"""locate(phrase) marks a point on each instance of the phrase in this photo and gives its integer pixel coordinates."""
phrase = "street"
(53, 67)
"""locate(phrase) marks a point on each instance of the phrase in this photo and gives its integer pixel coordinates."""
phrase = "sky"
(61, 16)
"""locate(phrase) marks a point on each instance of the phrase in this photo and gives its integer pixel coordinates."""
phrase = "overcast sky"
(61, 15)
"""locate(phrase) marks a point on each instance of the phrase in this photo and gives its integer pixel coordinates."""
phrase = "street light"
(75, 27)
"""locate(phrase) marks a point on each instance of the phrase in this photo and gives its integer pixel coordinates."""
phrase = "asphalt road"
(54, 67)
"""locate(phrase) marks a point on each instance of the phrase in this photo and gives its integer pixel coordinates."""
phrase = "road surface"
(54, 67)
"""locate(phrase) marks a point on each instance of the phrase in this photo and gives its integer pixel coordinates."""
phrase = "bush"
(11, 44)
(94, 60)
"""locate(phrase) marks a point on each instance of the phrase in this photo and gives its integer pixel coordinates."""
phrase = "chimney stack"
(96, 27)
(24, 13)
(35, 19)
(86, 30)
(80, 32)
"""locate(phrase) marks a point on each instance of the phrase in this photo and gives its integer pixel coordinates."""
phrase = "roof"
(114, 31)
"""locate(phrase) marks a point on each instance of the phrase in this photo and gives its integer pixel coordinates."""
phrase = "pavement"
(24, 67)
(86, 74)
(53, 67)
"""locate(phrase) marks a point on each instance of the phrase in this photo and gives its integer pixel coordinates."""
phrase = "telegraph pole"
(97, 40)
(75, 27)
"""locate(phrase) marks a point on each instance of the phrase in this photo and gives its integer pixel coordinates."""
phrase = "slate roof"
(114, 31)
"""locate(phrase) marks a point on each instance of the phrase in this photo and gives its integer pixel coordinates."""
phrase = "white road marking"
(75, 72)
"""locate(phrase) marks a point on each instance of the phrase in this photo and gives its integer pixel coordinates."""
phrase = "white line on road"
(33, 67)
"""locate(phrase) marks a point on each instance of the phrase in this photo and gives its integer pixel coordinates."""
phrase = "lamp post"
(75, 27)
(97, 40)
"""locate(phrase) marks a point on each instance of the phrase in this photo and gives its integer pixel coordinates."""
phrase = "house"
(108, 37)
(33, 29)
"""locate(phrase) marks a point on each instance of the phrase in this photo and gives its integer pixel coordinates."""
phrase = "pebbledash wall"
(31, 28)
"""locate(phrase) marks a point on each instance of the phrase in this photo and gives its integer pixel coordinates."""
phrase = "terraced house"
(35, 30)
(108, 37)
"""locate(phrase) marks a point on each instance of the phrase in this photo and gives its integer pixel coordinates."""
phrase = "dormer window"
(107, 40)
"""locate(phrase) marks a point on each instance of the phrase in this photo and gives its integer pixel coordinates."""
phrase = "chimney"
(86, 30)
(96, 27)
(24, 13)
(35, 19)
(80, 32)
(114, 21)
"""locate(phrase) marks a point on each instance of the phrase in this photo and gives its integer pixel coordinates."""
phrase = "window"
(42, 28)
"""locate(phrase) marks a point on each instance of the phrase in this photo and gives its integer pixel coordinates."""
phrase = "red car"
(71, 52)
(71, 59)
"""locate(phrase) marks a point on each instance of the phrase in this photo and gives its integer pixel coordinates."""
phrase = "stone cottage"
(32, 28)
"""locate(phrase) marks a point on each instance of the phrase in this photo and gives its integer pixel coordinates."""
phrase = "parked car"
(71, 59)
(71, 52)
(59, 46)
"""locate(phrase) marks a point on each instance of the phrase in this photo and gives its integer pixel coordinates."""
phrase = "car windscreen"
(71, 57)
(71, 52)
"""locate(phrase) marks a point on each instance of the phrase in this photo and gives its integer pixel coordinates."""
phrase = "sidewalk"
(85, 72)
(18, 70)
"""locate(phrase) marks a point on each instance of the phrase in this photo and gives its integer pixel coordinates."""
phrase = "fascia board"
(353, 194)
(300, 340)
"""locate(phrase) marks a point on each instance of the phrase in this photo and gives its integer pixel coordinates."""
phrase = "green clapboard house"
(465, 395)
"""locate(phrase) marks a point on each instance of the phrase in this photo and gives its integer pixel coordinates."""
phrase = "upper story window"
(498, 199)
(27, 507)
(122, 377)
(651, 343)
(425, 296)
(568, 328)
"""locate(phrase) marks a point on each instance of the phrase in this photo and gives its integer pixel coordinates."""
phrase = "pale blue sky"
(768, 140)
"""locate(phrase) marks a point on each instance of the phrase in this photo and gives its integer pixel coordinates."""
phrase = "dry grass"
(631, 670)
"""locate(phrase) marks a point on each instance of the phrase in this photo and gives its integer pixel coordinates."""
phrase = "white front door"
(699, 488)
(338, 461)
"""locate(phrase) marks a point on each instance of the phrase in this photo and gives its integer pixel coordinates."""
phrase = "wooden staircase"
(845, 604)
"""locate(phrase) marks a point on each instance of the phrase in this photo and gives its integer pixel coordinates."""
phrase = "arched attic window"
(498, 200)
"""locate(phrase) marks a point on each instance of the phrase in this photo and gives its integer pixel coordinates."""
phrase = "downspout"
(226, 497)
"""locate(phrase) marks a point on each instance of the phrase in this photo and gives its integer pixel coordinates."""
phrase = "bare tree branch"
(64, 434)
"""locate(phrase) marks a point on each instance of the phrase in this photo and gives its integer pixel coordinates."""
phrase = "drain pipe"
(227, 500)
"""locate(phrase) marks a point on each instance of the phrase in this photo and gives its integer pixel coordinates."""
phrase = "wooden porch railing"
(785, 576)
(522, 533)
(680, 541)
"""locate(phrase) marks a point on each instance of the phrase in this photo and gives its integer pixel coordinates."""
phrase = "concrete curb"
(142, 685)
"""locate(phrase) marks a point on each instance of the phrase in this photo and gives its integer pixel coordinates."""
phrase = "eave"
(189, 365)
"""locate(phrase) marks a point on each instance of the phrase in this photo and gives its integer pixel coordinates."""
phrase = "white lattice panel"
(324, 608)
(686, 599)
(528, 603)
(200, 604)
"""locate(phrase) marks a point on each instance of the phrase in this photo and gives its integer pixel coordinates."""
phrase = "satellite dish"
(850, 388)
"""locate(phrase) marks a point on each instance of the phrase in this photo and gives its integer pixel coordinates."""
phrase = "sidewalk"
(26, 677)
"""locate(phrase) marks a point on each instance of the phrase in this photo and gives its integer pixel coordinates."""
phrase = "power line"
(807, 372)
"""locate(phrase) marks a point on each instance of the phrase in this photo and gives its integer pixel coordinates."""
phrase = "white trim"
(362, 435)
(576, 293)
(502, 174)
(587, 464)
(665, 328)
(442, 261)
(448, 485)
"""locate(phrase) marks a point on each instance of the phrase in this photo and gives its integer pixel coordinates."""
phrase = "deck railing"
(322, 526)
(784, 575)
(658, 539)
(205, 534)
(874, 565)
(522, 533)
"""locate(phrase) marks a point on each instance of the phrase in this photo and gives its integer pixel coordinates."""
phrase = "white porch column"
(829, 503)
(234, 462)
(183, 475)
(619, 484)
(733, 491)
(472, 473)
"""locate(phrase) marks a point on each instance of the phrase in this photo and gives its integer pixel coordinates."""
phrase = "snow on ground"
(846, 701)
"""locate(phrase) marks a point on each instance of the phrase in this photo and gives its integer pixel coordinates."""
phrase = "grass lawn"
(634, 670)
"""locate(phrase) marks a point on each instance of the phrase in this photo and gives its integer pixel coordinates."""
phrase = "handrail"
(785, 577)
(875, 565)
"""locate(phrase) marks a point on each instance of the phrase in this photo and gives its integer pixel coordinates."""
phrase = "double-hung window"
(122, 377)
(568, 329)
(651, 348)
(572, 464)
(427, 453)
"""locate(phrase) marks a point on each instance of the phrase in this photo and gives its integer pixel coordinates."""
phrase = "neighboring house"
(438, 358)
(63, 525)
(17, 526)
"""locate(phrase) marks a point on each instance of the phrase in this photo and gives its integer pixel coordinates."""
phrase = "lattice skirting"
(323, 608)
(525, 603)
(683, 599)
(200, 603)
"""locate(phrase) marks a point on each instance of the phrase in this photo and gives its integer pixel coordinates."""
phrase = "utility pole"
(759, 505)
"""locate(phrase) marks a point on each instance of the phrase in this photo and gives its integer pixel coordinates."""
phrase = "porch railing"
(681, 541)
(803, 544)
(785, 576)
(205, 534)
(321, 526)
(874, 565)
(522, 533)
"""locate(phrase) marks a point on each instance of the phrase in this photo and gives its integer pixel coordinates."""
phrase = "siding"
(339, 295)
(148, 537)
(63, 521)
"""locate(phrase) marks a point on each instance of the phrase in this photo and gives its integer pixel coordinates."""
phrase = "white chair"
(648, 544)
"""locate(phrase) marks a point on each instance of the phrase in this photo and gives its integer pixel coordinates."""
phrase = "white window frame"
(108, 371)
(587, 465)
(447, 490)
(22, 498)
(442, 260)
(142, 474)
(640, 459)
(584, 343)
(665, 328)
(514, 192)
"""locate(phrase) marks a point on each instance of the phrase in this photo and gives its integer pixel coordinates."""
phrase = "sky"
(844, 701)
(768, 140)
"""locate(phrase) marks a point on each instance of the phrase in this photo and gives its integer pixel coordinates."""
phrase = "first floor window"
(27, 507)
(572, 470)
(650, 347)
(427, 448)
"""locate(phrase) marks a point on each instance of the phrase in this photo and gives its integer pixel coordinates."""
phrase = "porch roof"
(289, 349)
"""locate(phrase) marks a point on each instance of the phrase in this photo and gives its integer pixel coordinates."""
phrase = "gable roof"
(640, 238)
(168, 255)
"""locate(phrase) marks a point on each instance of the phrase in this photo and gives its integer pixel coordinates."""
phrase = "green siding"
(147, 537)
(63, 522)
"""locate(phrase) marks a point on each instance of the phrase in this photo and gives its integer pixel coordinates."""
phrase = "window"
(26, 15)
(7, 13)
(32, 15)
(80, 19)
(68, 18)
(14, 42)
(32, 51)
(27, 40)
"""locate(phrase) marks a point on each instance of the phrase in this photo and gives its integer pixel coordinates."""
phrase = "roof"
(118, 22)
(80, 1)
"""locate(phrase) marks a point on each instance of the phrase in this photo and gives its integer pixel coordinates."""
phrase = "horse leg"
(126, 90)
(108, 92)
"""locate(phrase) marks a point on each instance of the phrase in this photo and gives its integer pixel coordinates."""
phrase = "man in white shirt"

Required work => Please collect every line from the rows above that contains the string "window", and copy each line in full.

Result below =>
phrase = "dormer window"
phrase = "window"
phrase = "upper story window"
phrase = "arched attic window"
phrase = "double-hung window"
phrase = "white window frame"
phrase = "first floor window"
phrase = "window"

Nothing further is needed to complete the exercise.